PAGE TEXT Block Start

ESP allele frequencies, like all others, are just counted 1 for het and 2 for hom. If my variant is observed as het in 1 individual in my cohort of 500 patients, then the allele frequency is 1 / (500 * 2) = 0.001%

13
Entering edit mode
3.4 years ago

This is due to the fact that the very reference genomes that we use for re-alignment are themselves based on individuals who carry rare risk alleles. Thus, when we call variants against these genomes, we are, at many loci, comparing against rare disease risk alleles.

As the best/worst example (depending on your point of view), hg19 / GRCh37 was used for more than a decade as the primary reference genome, yet ~70% of the genomic sequence of this genome was based on a single individual from the Buffalo area, New York, USA. Amongst the many 1 000s of rare disease susceptibility alleles that this individual carried was one called Factor V Leiden, which statistically significantly increases the risk of deep vein thrombosis (DVT). If you're researching DVT (I was), you have to be aware of this.

Thus, if I perform exome-seq on an individual who does not have Factor V Leiden and re-align the data to hg19 / GRCh37, the Factor V Leiden variant position will show a SNV because the reference allele in my patient sample (which doesn't increase risk of DVT) is being compared against the disease allele that's contained in the very reference genome against which I'm re-aligning my data. Without careful screening, I may assume that my patient has increased risk of DVT, erroneously so.

There was a publication on this listed in PubMed but it's very difficult to find, even by Google. It's a critical problem yet has not received the attention that it deserves.

The situation improved with hg38 / GRCh38, as this reference build was based on much more individuals, but the same problems still persist, broadly speaking.

So, you really have to get to know your target panel and all of these nuances related to whatever variants you're studying., particularly if you're dealing with live patient data.

Kevin

-----------------------------------------

Update 3rd January 2018

It has come to my attention that there is an automated method to search for these types of variants in your VCF:

11
Entering edit mode
3.4 years ago

reference ≠ major ≠ ancestral ≠ wildtype

As Kevin says, the reference is just whatever is in the reference sequence, which is the sequence of whoever they happened to sequence for that region.

PAGE TEXT Block End
RECORD EXCERPTS Block Start

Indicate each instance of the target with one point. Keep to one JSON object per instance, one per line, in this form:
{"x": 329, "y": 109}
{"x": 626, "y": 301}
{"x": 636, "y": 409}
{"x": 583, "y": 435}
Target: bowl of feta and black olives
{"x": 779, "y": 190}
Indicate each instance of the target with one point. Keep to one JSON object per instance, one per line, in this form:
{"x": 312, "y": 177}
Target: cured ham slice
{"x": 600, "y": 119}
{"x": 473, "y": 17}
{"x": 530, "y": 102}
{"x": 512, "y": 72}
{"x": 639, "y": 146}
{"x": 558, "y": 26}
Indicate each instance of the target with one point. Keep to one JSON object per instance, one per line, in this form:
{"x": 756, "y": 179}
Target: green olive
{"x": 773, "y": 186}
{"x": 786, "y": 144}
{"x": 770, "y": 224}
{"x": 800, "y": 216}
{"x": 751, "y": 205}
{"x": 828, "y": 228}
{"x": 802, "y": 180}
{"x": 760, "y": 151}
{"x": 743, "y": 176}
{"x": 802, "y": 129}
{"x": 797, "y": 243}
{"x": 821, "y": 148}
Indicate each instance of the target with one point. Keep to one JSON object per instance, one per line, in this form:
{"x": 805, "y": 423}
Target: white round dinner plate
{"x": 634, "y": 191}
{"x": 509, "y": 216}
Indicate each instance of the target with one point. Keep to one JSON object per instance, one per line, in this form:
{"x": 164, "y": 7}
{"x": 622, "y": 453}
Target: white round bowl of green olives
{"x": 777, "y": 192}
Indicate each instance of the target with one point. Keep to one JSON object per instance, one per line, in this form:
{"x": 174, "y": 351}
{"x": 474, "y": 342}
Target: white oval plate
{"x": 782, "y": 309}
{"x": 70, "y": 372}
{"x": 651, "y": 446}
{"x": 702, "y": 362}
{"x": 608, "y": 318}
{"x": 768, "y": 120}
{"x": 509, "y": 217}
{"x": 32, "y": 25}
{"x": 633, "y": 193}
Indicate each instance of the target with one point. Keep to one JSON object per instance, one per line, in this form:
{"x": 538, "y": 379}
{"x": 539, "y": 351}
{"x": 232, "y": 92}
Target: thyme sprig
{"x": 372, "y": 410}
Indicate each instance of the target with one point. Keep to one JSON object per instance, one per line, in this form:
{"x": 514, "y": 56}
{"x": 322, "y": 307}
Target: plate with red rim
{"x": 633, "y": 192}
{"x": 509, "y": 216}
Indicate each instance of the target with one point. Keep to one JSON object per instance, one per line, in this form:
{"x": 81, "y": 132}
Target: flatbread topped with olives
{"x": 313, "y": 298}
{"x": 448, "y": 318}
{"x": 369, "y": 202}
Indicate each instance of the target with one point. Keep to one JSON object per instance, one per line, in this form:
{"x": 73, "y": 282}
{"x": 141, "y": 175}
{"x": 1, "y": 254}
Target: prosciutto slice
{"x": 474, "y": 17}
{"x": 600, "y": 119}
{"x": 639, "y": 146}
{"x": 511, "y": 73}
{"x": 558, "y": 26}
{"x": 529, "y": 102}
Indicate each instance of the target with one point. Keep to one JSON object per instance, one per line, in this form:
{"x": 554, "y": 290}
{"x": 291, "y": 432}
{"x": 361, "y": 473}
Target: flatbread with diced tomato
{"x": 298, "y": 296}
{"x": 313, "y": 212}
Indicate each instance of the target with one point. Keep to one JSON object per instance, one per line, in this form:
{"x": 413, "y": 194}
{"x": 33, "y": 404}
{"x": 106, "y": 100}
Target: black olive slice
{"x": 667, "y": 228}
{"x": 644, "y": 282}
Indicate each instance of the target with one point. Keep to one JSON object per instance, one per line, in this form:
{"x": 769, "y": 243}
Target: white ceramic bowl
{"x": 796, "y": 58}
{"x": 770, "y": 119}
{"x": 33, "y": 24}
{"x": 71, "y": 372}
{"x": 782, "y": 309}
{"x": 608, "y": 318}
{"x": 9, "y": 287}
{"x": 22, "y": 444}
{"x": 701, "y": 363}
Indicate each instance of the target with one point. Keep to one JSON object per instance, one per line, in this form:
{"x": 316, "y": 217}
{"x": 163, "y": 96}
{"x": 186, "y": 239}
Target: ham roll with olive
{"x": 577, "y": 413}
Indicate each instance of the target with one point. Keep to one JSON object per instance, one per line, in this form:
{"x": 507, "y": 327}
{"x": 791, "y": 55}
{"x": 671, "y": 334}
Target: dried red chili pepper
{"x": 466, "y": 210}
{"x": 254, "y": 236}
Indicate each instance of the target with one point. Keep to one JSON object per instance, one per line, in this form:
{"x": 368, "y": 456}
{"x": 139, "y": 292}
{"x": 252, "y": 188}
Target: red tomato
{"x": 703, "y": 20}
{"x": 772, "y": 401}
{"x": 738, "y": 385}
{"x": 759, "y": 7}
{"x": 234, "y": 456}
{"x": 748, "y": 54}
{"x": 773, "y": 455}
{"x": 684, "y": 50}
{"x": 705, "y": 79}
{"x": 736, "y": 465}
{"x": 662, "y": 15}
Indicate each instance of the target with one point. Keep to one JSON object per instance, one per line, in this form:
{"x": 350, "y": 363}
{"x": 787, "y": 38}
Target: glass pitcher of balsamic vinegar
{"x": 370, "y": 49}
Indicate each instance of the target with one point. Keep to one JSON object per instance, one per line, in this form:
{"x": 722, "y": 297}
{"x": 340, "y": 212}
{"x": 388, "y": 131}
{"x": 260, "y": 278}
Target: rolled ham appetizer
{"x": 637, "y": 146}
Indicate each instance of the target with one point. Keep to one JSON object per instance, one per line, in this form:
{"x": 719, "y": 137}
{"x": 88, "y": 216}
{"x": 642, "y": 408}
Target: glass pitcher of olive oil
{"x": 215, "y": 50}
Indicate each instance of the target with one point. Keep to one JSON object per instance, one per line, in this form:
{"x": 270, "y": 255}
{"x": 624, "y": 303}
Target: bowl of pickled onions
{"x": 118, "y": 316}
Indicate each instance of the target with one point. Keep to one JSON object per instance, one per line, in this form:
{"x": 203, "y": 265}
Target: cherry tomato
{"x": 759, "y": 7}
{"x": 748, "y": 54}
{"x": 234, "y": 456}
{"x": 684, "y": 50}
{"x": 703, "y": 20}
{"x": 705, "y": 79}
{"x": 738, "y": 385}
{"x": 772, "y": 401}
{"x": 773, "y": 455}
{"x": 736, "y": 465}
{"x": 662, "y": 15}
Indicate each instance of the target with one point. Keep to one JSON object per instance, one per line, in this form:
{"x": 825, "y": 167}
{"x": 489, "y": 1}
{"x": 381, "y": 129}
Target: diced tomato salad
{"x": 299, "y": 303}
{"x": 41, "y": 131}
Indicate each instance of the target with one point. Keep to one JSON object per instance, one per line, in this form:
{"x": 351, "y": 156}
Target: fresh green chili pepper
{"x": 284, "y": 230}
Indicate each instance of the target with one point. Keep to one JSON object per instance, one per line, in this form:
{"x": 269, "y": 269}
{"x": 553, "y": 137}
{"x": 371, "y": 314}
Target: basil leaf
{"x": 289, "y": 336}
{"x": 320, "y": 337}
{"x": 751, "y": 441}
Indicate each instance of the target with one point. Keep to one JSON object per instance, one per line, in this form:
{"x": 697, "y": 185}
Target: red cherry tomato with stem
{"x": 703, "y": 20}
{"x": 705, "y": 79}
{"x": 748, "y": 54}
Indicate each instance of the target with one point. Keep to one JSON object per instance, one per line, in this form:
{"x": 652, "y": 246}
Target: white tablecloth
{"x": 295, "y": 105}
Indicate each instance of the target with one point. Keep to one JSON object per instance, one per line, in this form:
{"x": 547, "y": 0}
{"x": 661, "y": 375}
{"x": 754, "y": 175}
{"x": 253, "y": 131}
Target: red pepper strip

RECORD EXCERPTS Block End

→ **TASKS TO CARRY OUT**
(1) Please list the terms that the reference-genome thread separates with the ≠ sign.
(2) Write the next part of the reference-genome thread, picking up after its final sentence.

→ **ANSWERS TO THE TASKS**
(1) reference, major, ancestral, wildtype

(2)
GRCh38 is an improvement compared to GRCh37 because the GRC sought out some loci where the reference allele was not the major allele in the 1000 Genomes project, and replaced those regions with tiny contigs which did have the major allele. Some, not all.

1
Entering edit mode

Hi Emily, How to understand ancestral ≠ wildtype? Thanks.

4
Entering edit mode

The ancestral allele is identified by tracing back up the evolutionary tree to see what other primates have at the same location. A mutation way back in our lineage at a particular locus may be one of the small evolutionary changes that make us human. Individuals who have the ancestral allele may have a phenotype that makes them more like our ancestors (maybe long arms, a heavy brow or slight mental retardation), in which case we could say that the ancestral allele is associated with the phenotype.

Generally I don't like the word "wildtype" at all because it infers that one allele confers a phenotype, and the other does not, but in fact both alleles confer phenotypes, it just depends on your perspective as to which one is "normal". When we're talking about human phenotypes, that perspective is often drawn along racial lines, which is not acceptable. For example rs4988235. The reference allele is G, which happens to also be the ancestral allele which is found in all our primate relatives. As a European, I consider the reference allele G to be the one associated with a phenotype: lactose intolerance. However, a non-European might say that the phenotype association is with the alternative allele, A: lactase persistence. I would, therefore be uncomfortable with assigning either of those alleles the term "wildtype".